Document text
/---
Provisioning Certification Enclave (PCE), the root of trust for other
enclaves, generates a signing key from a fused key called Provisioning
Certification Key. PCE can then use this key to certify an attestation key
of a Quoting Enclave (QE), e.g. we get the chain of trust down to the
hardware if the Intel signed PCE is used.

To use the needed keys, ATTRIBUTE.PROVISIONKEY is required but should be
only allowed for those who actually need it so that only the trusted
parties can certify QE's.

Obviously the attestation service should know the public key of the used
PCE and that way detect illegit attestation, but whitelisting the legit
users still adds an additional layer of defence.

Add new device file called /dev/sgx/provision. The sole purpose of this
file is to provide file descriptors that act as privilege tokens to allow
to build enclaves with ATTRIBUTE.PROVISIONKEY set. A new ioctl called
SGX_IOC_ENCLAVE_SET_ATTRIBUTE is used to assign this token to an enclave.

Cc: linux-security-module@vger.kernel.org
Acked-by: Jethro Beekman <jethro@fortanix.com>
Suggested-by: Andy Lutomirski <luto@kernel.org>
Signed-off-by: Jarkko Sakkinen <jarkko.sakkinen@linux.intel.com>
---
 arch/x86/include/uapi/asm/sgx.h  | 11 ++++++++
 arch/x86/kernel/cpu/sgx/driver.c | 18 ++++++++++++
 arch/x86/kernel/cpu/sgx/driver.h |  2 ++
 arch/x86/kernel/cpu/sgx/ioctl.c  | 47 ++++++++++++++++++++++++++++++++
 4 files changed, 78 insertions(+)

diff --git a/arch/x86/include/uapi/asm/sgx.h b/arch/x86/include/uapi/asm/sgx.h
index 5edb08ab8fd0..57d0d30c79b3 100644
--- a/arch/x86/include/uapi/asm/sgx.h
+++ b/arch/x86/include/uapi/asm/sgx.h
@@ -25,6 +25,8 @@ enum sgx_page_flags {
 	_IOWR(SGX_MAGIC, 0x01, struct sgx_enclave_add_pages)
\---
Tasks and exercises
1. Answer these from the SGX patch:
(a) From what fused key does the PCE generate a signing key?
(b) What is the name of the new device file the patch adds?
(c) What is the new ioctl that assigns the token to an enclave called?
2. Reproduce part of the SGX patch word for word. Begin at the words that have "Provisioning Certification Enclave" and stop after "layer of defence.".
The listing that comes next has no part in any of this.

Data excerpt
/---
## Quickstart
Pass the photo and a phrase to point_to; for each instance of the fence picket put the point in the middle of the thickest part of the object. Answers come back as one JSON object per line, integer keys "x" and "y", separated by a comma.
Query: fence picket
\---
Worked answers
1.
(a) The Provisioning Certification Key
(b) /dev/sgx/provision
(c) SGX_IOC_ENCLAVE_SET_ATTRIBUTE

2.
Provisioning Certification Enclave (PCE), the root of trust for other
enclaves, generates a signing key from a fused key called Provisioning
Certification Key. PCE can then use this key to certify an attestation key
of a Quoting Enclave (QE), e.g. we get the chain of trust down to the
hardware if the Intel signed PCE is used.

To use the needed keys, ATTRIBUTE.PROVISIONKEY is required but should be
only allowed for those who actually need it so that only the trusted
parties can certify QE's.

Obviously the attestation service should know the public key of the used
PCE and that way detect illegit attestation, but whitelisting the legit
users still adds an additional layer of defence.